[Entries from a collection]
+ + + +
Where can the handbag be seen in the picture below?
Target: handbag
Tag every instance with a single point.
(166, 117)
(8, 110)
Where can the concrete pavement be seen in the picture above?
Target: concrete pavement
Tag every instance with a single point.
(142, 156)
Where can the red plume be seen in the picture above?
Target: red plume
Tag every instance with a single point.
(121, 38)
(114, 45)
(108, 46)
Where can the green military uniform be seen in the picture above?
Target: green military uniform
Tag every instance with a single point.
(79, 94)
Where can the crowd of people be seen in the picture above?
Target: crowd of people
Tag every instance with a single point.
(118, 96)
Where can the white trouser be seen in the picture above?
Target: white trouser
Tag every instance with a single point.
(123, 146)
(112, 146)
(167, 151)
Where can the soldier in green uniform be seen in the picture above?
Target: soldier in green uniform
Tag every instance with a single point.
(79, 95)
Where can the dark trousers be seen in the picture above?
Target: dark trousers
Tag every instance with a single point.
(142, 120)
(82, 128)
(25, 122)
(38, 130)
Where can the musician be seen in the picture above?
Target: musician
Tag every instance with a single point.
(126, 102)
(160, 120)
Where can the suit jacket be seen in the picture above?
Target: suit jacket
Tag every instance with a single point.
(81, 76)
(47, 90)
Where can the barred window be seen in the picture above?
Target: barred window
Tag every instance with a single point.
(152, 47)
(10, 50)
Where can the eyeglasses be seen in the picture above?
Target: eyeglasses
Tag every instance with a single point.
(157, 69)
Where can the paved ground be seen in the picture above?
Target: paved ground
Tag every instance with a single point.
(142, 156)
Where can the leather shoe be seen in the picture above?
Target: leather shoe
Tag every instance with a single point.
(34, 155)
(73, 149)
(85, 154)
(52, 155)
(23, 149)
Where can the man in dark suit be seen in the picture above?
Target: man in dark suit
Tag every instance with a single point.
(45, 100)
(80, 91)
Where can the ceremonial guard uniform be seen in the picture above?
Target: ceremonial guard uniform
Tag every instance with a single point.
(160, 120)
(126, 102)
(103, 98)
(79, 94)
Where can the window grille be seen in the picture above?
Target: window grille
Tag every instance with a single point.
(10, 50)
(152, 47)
+ + + +
Transcribe all of the entries above line by line, keeping every word, number and punctuation mark unchanged.

> Exercise result:
Where can the handbag be seen in the picture below?
Target: handbag
Tag every instance with a single point.
(166, 117)
(8, 110)
Where can the concrete pavement be seen in the picture above?
Target: concrete pavement
Tag every instance with a single point.
(142, 156)
Where can the red plume be seen in the picture above?
Target: red plume
Tag every instance with a single point.
(121, 38)
(114, 45)
(108, 46)
Where can the green military uniform be seen in the picture above?
Target: green military uniform
Tag every instance with a single point.
(79, 94)
Where can the crowd of people be seen in the picture above?
Target: crowd of people
Tag every instance with a single point.
(118, 96)
Where can the white trouser be seen in the picture above?
Target: white trouser
Tag every instance with a single point.
(123, 146)
(112, 146)
(167, 151)
Where can the soldier in green uniform be seen in the picture above?
Target: soldier in green uniform
Tag every instance with a single point.
(79, 95)
Where can the dark trousers be seen in the picture above?
Target: dark trousers
Tag every instance with a single point.
(142, 120)
(82, 128)
(25, 122)
(38, 130)
Where can the musician be seen in the picture above?
Target: musician
Tag every instance with a single point.
(126, 102)
(160, 120)
Where can the suit jacket be seen in the picture above?
Target: suit jacket
Tag every instance with a single point.
(81, 76)
(47, 90)
Where can the barred window be seen in the picture above?
Target: barred window
Tag every instance with a single point.
(152, 47)
(10, 50)
Where can the eyeglasses be seen in the picture above?
Target: eyeglasses
Tag every instance with a single point.
(157, 69)
Where can the paved ground be seen in the picture above?
Target: paved ground
Tag every instance with a single point.
(142, 156)
Where can the leather shoe be seen in the picture above?
Target: leather shoe
Tag every instance with a single point.
(34, 155)
(73, 149)
(85, 154)
(52, 155)
(23, 149)
Where can the man in dark suit be seen in the picture above?
Target: man in dark suit
Tag every instance with a single point.
(45, 100)
(80, 91)
Where can the ceremonial guard uniform be seen in the picture above?
Target: ceremonial guard uniform
Tag every instance with a single point.
(160, 120)
(126, 102)
(103, 98)
(79, 94)
Where can the window grille be seen in the picture above?
Target: window grille
Tag every instance with a single point.
(10, 50)
(152, 47)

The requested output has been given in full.